**Requirement**
Copy out every line in the data below that contains the word "wooden".

**Data provided**
----
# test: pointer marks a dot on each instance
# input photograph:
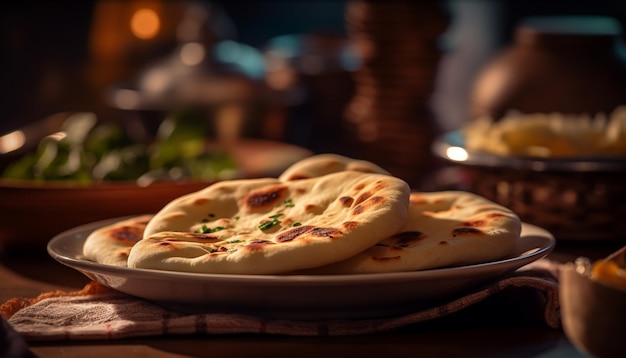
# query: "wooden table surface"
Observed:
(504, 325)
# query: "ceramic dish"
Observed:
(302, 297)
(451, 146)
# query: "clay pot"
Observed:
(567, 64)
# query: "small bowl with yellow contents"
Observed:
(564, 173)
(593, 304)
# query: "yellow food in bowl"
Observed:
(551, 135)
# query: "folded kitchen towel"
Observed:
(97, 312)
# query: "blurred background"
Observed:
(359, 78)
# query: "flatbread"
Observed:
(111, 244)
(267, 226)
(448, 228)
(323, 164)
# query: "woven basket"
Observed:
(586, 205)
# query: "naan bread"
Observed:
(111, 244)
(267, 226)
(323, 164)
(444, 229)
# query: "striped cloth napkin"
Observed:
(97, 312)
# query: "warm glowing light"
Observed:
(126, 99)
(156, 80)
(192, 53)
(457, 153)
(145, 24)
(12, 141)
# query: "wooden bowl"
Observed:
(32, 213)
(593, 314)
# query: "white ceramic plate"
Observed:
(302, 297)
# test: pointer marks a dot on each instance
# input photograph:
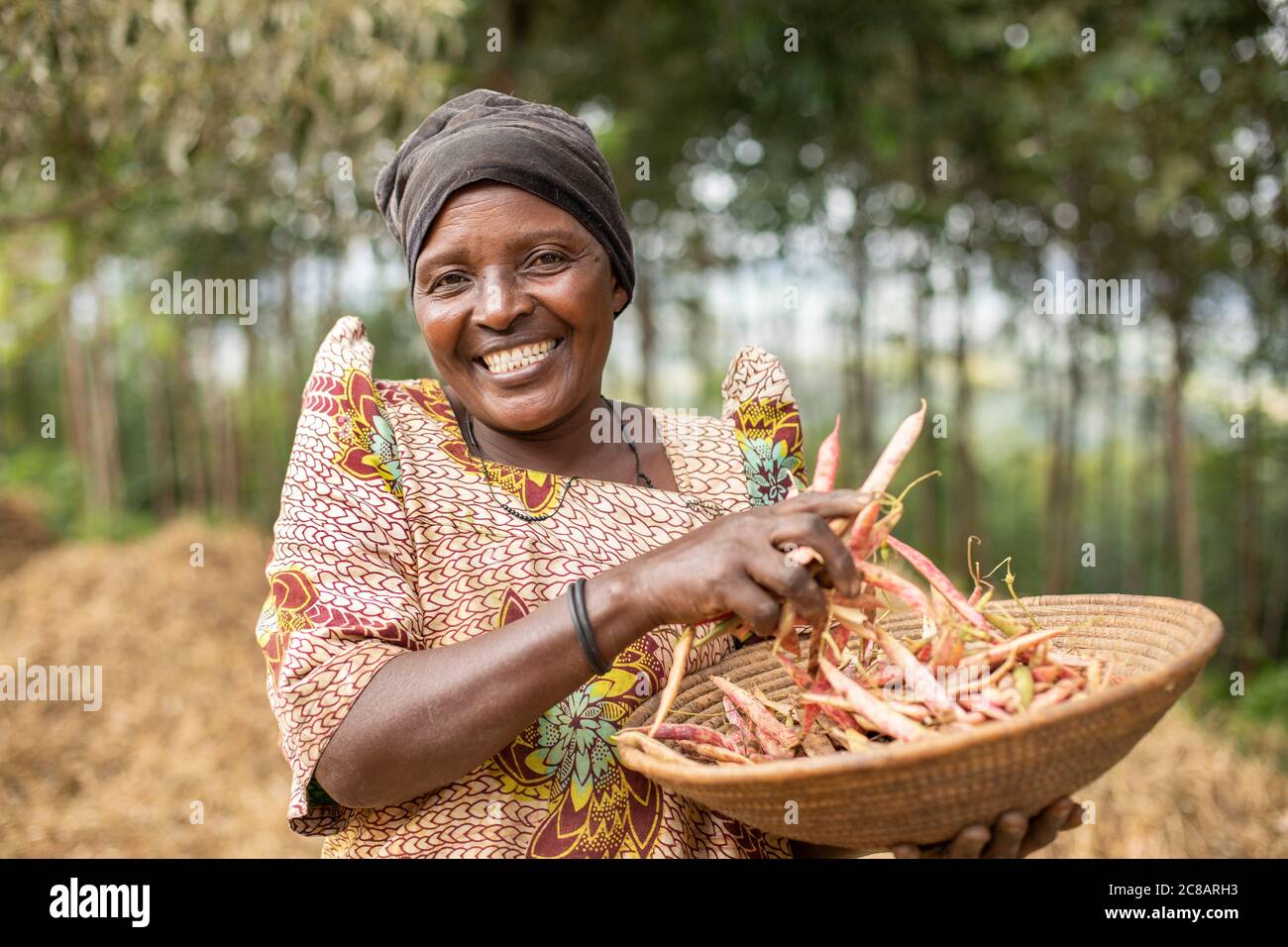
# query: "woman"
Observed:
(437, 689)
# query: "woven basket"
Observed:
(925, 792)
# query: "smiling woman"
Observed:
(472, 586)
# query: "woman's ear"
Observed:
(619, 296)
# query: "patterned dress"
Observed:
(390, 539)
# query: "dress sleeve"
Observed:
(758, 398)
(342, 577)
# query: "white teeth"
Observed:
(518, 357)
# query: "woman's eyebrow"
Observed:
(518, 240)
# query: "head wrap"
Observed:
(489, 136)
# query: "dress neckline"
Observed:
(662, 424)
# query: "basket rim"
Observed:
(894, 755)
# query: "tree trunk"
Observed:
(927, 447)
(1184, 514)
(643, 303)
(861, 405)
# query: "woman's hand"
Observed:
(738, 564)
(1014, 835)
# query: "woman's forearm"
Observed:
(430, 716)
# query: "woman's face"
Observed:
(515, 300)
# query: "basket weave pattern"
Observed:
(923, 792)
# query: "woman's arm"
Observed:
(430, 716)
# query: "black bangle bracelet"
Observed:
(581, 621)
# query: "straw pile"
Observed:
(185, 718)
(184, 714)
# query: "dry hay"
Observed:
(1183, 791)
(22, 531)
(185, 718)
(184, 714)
----
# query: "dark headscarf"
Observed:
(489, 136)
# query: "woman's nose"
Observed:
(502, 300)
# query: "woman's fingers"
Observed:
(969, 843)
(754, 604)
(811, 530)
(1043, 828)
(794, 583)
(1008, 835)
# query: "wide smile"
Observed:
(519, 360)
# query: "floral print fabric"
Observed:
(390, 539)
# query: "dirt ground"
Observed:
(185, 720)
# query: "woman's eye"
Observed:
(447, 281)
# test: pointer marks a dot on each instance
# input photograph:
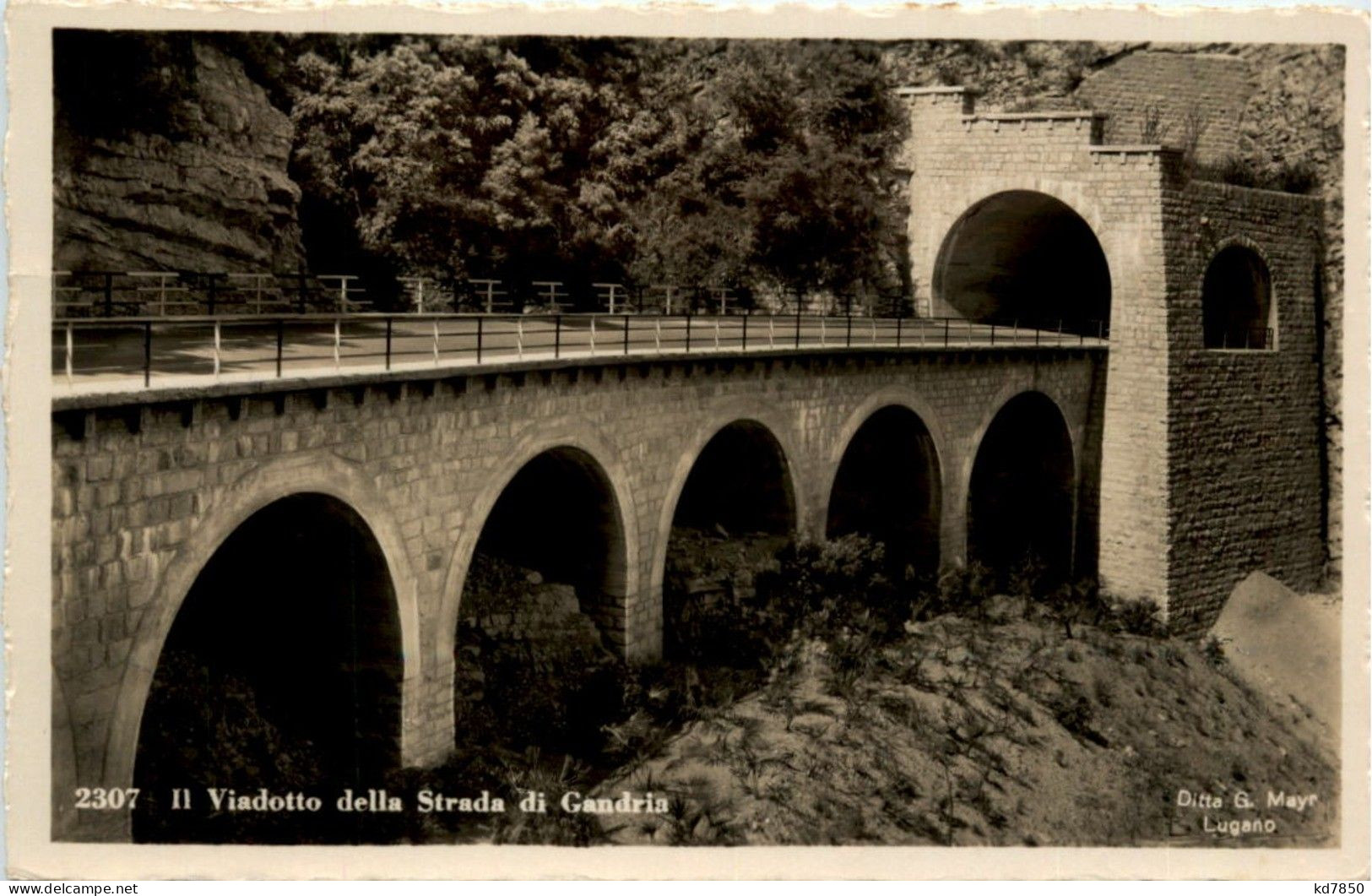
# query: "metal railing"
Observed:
----
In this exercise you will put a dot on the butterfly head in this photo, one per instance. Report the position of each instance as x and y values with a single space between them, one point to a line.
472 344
----
**Worked solution**
# query: "wooden table surface"
# query: "wooden bowl"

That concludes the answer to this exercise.